* begin SUPPLIED TEXT *

Pursuant to section 622 of the Dodd-Frank Act, on January 18, 2011, the Council approved and issued the concentration limit study including recommendations on how to effectively implement section 622. The full text of the concentration limit study and recommendations can be viewed at http://www.treasury.gov/​initiatives/​Documents/​Study%20on%20Concentration%20Limits%20on%20Large%20Firms%2001-17-11.pdf.

The Council believes that the concentration limit will have a positive impact on U.S. financial stability. Specifically, the Council believes that the concentration limit will reduce the risks to U.S. financial stability created by increased concentration arising from mergers, consolidations or acquisitions involving the largest U.S. financial companies. In addition, restrictions on future growth through acquisition by the largest financial companies ultimately will prevent acquisitions that could make these firms harder for their officers and directors to manage, for the financial markets to understand and discipline, and for regulators to supervise. The concentration limit, as structured, could also have the beneficial effect of causing the largest financial companies to either shed risk or raise capital to reduce their liabilities so as to permit additional acquisitions under the concentration limit. Such actions, other things equal, would tend Start Printed Page 6757to reduce the chance that the firm would fail. Moreover, the concentration limit should provide a more comprehensive limitation on growth through acquisition than the 10 percent nationwide deposit cap imposed by the Riegle-Neal Interstate Banking and Branching Efficiency Act of 1994 [4] because it also takes into account non-deposit liabilities and off-balance sheet exposures, limiting incentives to shift liabilities from deposits to potentially more volatile on and off-balance-sheet liabilities.

Although the Council expects the impact of the concentration limit on moral hazard, competition, and the availability of credit in the U.S. financial system to be generally neutral over the short- to medium-term, over the long term the Council expects the concentration limit to enhance the competitiveness of U.S. financial markets by preventing an increased dominance of those markets by a very small number of firms.

The Act specifically provides that the concentration limit set forth in section 622 is “subject to,” and thus may be modified by, the recommendations made by the Council.[5] The Board of Governors of the Federal Reserve System (the “Board”) is thus required to adopt regulations that reflect and are in accordance with the Council's recommendations to implement section 622.[6] The Board must prescribe these rules no later than 9 months after completion of the Council's study. The Board also is authorized to issue interpretations or guidance regarding application of the concentration limit to an individual financial company or financial companies generally.

To more effectively implement section 622, the Council has recommended: (i) Modifying the statutory definition of “liabilities” for certain companies that do not currently calculate or report risk-weighted assets; (ii) modifying the calculation of aggregate financial sector liabilities to use a two-year rolling average instead of a single year for purposes of calculating the denominator of the limit and requiring the Board to publicly report, on an annual basis and no later than July 1 of any calendar year, a final calculation of the aggregate consolidated liabilities of all financial companies as of the end of the preceding calendar year; and (iii) extending the exception provided in the statute for the acquisition of failing banks to other failing insured depository institutions. The specific recommendations made by the Council are set forth below. For further information on the recommendations, please see the full text of the concentration limit study and recommendations at http://www.treasury.gov/​initiatives/​Documents/​Study%20on%20Concentration%20Limits%20on%20Large%20Firms%2001-17-11.pdf. As noted above, the Council will review and, if appropriate, revise its recommendations in response to the public comments it receives.

* end SUPPLIED TEXT *

_CHALLENGE A_.
Answer these questions about the concentration limit passage:
(i) On what date did the Council approve and issue the concentration limit study?
(ii) No later than how many months after completion of the Council's study must the Board prescribe its rules?
(iii) Which 1994 act imposed the 10 percent nationwide deposit cap?
The records that follow have no connection to the concentration limit passage.

* begin RECORD SET *

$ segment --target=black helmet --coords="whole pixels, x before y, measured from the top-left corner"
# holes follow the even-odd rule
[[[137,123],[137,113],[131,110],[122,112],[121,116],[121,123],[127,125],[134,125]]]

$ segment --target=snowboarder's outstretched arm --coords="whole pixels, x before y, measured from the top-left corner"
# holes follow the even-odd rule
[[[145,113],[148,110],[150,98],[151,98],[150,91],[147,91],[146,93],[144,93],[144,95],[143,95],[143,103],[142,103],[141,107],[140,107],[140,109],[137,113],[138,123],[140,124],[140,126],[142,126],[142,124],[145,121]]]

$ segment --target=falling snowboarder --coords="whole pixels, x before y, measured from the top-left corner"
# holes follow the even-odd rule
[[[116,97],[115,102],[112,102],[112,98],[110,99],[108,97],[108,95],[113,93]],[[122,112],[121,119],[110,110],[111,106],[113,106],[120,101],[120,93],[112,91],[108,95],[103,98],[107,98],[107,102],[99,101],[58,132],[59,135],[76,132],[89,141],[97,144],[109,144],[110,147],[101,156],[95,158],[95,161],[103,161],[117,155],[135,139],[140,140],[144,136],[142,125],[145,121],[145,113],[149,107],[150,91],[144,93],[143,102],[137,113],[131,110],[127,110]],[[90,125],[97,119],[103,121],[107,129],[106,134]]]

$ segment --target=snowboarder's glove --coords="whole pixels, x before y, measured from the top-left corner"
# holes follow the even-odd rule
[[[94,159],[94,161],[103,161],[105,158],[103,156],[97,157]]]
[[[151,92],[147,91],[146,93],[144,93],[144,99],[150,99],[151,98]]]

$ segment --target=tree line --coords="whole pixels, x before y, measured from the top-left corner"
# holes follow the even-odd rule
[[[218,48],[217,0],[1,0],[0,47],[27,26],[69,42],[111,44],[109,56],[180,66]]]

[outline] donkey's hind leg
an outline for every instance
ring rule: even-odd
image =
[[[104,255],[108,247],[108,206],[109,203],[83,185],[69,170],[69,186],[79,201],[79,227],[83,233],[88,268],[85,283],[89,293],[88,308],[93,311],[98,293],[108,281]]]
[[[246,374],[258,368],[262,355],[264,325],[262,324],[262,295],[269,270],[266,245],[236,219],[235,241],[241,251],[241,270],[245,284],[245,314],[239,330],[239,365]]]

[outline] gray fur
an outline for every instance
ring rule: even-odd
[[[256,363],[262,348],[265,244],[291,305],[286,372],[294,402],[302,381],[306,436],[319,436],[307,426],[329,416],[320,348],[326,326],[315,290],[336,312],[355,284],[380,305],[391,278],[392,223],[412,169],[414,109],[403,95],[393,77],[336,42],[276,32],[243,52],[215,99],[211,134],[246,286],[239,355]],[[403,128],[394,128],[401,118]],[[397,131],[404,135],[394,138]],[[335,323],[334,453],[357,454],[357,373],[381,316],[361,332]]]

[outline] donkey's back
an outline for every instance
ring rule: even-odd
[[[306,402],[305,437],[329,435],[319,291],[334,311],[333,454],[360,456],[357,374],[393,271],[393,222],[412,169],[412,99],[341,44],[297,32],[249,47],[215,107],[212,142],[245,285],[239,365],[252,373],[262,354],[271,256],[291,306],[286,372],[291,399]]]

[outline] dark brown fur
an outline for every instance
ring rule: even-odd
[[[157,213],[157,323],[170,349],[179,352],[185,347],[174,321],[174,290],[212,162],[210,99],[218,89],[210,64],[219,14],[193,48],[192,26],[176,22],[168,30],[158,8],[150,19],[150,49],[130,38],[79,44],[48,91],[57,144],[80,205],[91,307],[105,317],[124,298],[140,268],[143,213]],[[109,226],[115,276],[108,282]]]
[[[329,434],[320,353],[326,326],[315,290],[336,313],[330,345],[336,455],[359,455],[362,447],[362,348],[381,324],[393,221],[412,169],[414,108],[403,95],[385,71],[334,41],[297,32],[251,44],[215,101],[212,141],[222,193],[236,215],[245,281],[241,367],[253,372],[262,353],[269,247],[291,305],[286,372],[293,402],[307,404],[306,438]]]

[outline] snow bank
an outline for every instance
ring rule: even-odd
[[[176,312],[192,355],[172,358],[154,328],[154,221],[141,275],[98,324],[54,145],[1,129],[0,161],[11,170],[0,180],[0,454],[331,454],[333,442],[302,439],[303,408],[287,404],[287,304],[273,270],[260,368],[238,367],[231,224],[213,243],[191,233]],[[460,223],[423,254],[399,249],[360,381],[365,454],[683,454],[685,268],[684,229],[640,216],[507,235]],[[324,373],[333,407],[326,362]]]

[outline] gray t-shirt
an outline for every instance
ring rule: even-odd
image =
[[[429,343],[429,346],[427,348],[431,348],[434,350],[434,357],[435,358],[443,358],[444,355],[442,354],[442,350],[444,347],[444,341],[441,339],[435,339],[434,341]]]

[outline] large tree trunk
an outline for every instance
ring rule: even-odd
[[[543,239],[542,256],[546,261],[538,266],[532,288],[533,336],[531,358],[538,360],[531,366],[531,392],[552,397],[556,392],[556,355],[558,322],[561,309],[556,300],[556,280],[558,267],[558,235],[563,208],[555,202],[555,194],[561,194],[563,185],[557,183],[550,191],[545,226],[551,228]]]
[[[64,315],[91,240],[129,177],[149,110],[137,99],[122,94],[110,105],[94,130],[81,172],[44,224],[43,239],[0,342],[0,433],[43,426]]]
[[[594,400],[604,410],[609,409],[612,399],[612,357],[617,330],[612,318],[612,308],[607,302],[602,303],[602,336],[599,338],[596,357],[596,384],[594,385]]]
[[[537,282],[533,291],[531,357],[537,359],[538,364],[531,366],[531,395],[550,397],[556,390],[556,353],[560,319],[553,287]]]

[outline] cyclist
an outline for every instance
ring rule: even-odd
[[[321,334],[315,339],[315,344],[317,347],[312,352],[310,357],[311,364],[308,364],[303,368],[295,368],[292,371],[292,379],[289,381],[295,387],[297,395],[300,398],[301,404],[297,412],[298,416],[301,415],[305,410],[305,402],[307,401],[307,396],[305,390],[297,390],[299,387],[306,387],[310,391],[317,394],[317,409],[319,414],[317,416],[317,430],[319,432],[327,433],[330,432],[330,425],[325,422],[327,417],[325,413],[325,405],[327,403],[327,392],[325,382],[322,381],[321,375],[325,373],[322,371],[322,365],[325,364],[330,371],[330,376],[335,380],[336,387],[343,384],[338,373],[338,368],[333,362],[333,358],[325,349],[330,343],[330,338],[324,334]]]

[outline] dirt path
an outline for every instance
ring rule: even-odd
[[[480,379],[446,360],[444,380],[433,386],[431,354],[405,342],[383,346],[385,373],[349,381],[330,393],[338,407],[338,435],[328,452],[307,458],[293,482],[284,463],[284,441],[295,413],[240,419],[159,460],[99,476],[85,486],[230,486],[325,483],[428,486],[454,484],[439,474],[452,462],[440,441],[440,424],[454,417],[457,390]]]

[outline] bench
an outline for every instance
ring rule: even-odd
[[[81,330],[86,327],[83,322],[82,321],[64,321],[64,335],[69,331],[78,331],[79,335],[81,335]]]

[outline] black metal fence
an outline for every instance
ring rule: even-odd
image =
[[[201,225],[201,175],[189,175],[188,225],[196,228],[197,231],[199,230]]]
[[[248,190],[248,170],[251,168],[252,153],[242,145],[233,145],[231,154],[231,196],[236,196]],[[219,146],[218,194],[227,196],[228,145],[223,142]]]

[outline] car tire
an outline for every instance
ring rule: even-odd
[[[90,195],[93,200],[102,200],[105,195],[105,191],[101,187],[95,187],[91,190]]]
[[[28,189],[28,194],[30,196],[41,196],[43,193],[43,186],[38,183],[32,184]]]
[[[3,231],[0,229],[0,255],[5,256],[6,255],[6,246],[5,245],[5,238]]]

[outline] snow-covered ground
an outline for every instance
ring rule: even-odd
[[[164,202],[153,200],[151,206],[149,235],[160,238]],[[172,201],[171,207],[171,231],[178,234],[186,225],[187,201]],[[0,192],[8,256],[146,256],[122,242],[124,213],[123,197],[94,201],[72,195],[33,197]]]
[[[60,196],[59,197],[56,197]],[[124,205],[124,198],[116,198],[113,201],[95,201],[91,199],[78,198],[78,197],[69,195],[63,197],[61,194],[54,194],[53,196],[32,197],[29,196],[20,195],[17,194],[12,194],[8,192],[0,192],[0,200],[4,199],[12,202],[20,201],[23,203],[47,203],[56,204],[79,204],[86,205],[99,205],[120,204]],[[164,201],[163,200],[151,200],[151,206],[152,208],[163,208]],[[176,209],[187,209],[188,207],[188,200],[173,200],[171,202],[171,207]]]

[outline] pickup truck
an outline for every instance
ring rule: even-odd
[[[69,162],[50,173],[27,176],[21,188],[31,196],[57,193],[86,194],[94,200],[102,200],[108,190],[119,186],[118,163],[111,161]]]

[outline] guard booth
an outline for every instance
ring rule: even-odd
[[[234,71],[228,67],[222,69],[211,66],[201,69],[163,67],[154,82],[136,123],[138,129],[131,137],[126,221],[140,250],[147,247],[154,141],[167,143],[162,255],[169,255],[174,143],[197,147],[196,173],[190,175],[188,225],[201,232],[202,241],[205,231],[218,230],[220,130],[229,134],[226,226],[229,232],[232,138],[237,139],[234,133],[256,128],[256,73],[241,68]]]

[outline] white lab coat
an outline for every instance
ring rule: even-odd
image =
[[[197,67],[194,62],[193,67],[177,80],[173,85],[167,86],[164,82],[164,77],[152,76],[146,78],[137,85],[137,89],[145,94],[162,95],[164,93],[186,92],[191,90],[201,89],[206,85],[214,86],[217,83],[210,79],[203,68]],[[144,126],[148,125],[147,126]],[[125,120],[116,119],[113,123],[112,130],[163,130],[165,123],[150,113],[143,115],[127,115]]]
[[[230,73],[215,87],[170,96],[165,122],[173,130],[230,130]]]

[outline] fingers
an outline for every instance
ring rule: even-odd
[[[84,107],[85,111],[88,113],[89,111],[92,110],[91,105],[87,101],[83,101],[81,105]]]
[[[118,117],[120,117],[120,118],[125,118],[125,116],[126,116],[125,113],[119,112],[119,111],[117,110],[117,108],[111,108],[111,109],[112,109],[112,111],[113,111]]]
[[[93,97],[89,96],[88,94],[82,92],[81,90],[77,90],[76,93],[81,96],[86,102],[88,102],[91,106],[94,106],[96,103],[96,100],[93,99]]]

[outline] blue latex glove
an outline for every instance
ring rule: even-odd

* end RECORD SET *

_CHALLENGE B_.
Count the lines of the records that contain the string "target". Reply with the number alone.

_SOLUTION A_.
(i) January 18, 2011
(ii) 9 months
(iii) The Riegle-Neal Interstate Banking and Branching Efficiency Act of 1994

_SOLUTION B_.
5